Vancouver Zeitgeist
Reflections on Vancouver, British Columbia and other topics, related or not


A crisis of homelessness
or of public discourse?

From a B.C. journalist, of all people,
comes a challenge to official ideology

Greg Klein | September 8, 2016

Victoria tent city

Another tent city shakedown:
Perpetuating pandemonium pays off.
(Photo: CTV News)


A compliant media might not be necessary for a dangerously flaky ideology to prevail. But as the British Columbia example shows, it sure as hell helps. That makes Black Press legislative correspondent Tom Fletcher all the more exceptional as the province’s most insightful reporter and commentator.

Most recently he’s tackled the “shelter-camper-drug user-thief epidemic that has taken root in many B.C. communities, and the government and media reaction to it.” That’s a subject largely taboo for criticism. He even cites Theodore Dalrymple.

This is by no means the first time Fletcher’s challenged that aspect of B.C. orthodoxy. He’s taking a brave stand, which in no way helps his career prospects. All B.C. politicians, all publicly funded organizations, all “correct” people and almost all media express nothing but bathetic platitudes on the subject. Critics can face organized harassment, as some Gastown business owners have experienced.

There’s money in this mayhem. Encouraging drug use, perpetuating the chaos of certain neighbourhoods and introducing dangerous crime into previously stable communities profits some people. The freeloaders get free homes. Poverty pimps who haven’t already secured a tax-paid salary improve their prospects. Poverty pimps who already have a tax-funded sinecure strengthen their position. “Homelessness” and addiction also hold enormous potential for B.C.’s powerful public sector unions. It’s going to take an awful lot of very highly paid government employees to babysit this growing population of whackos.

There’s also a twisted social engineering agenda at work here, maybe best demonstrated by Vancouver mayor and radical toff Gregor Angus Bethune Robertson.

Read, for example, Barry Broadfoot’s Ten Lost Years and you’ll realize how much today’s homeless differ from the people of the Great Depression. Apart from the mentally ill, today’s homeless include very few genuine hard luck cases. Put simply, most of them are parasites, very aggressively anti-social characters and/or addicts who’ve chosen to live for nothing else but getting high.

The causes, apart from official encouragement, might lie in the decline of what was already an exceedingly superficial society. But Fletcher explains some of it with this comment:

In B.C. the surge of street people is mostly feral males. Not that long ago, most of these guys could have found work in a bush camp, coming to town to blow their paycheques and then heading out again for an enforced stretch of abstinence and exercise.

(That tradition, BTW, goes back to frontier days.)

With far less insight (he works for the Vancouver Sun), Pete McMartin broached the same subject.

In March 2014, when the monstrous Portland Hotel Society finally erupted in scandal, McMartin admitted that he had previously backed down from an interview attempt with PHS head poverty pimp Mark Townsend. Apparently the foreign sleazebag who raked in $120,000 a year plus outrageous perks (as did his wife) spoke aggressively to the reporter.

But last month McMartin showed a bit more tenacity, mentioning that one of the province’s most recent homeless camps was set up by the Vancouver Area Network of Drug Users. McMartin didn’t acknowledge that VANDU supports drug addicts, drug pushers and drug addiction. But he did note it’s funded by taxpayers.
● ● ● ● ●
• [What to work on]
[1] In one to three sentences, explain how the post on homelessness uses Fletcher's comment to account for the surge of street people in B.C.
[2] Print the stretch of the post on homelessness from "In B.C. the" through "abstinence and exercise.".
The material isn't needed for any of this work.

• [Recorded information]
● ● ● ● ●
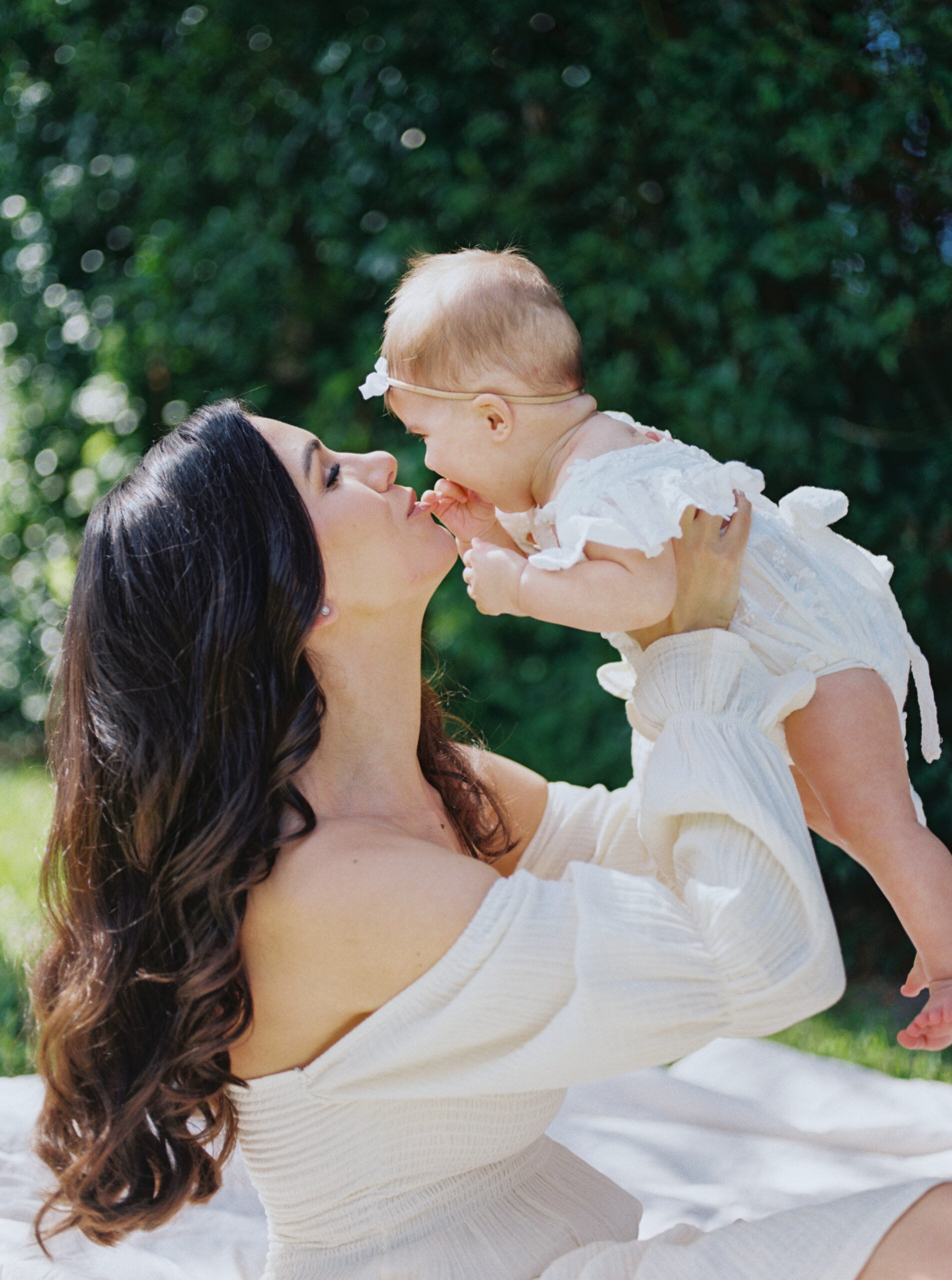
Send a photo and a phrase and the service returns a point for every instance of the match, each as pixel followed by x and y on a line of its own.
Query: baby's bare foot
pixel 932 1027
● ● ● ● ●
• [Task-by-task solutions]
[1] Fletcher says the surge is mostly feral males who, not long ago, could have found work in a bush camp. They would come to town to blow their paychecks, then head out again for an enforced stretch of abstinence and exercise.

[2]
In B.C. the surge of street people is mostly feral males. Not that long ago, most of these guys could have found work in a bush camp, coming to town to blow their paycheques and then heading out again for an enforced stretch of abstinence and exercise.